----- SOURCE DOCUMENT

Reusable Terraform Modules: Interface Design and State Isolation

Problem

Infrastructure code written without module boundaries converges toward a single large main.tf that provisions everything in sequence. This works until it does not: a change to the ECS service configuration requires touching the same file that contains the VPC, the RDS instance and the IAM roles. The blast radius of every change is the entire environment.

The other failure mode is copy-paste modularity: separate directories for dev and prod that start as copies and diverge over time. The dev VPC has a CIDR that differs from prod. The prod RDS has Multi-AZ enabled but dev does not — in a way that was not documented, just done. Reproducing a bug in dev requires first reconstructing what prod actually looks like.

Context

Terraform modules solve both problems. A module is a directory of .tf files that encapsulates a unit of infrastructure with an explicit input interface (variables.tf) and an explicit output interface (outputs.tf). Callers configure behavior through inputs. Modules expose what other modules need through outputs. Internal implementation details stay hidden.

The result is infrastructure with the same properties well-designed software has: each component has a single responsibility, a stable interface and can evolve independently of its consumers.

Architecture

A production Terraform repository has two layers:

infra/
  modules/
    vpc/          # Network foundation
    eks/          # Compute orchestration
    rds/          # Database layer
    ecr/          # Container registry
    iam/          # Identity and access
    cloudwatch/   # Observability
  environments/
    dev/
      main.tf     # Composes modules with dev-specific inputs
      terraform.tfvars
      backend.tf
    prod/
      main.tf     # Same module composition, different inputs
      terraform.tfvars
      backend.tf

The environments directory does not contain infrastructure definitions — it contains module invocations with environment-specific variable values. The VPC module is written once. Dev and prod both call it with different CIDRs and availability zone counts.

Implementation

Module structure

Each module has three files with defined responsibilities:

variables.tf — declares what the module accepts. Every variable has a description and a type. Variables without defaults are required; variables with defaults are optional configuration.

----------

List every module directory that the Terraform modules text shows under modules/.

----- GIVEN INFORMATION

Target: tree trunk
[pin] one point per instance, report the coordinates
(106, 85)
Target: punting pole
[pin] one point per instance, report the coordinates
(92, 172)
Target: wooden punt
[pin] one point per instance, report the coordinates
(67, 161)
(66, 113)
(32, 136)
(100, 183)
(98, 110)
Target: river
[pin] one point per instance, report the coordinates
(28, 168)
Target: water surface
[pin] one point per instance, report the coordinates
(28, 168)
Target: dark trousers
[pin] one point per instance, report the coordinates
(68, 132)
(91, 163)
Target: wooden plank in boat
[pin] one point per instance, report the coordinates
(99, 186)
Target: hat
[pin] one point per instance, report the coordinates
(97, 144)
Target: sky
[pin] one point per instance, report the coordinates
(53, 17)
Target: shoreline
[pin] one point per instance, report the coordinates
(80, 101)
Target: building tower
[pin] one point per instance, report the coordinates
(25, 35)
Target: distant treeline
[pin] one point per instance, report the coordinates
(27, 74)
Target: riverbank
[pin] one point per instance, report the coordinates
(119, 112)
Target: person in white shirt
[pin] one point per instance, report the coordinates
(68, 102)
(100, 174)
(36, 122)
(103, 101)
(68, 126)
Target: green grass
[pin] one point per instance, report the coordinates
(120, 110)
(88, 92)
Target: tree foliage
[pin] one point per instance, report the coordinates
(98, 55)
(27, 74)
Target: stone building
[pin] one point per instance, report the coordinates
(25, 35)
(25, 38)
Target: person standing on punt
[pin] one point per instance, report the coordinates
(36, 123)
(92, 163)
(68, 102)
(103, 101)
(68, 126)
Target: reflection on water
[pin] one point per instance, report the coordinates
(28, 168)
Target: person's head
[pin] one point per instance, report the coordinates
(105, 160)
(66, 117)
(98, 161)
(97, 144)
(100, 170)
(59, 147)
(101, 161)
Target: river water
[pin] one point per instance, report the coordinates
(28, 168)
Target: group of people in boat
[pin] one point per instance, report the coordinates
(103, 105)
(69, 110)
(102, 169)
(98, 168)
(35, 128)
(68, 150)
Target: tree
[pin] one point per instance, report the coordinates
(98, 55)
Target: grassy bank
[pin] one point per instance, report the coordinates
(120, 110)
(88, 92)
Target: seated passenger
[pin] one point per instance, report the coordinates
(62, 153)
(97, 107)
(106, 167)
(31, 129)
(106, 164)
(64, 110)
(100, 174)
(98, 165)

----------

**FINAL RESULT**
vpc, eks, rds, ecr, iam, cloudwatch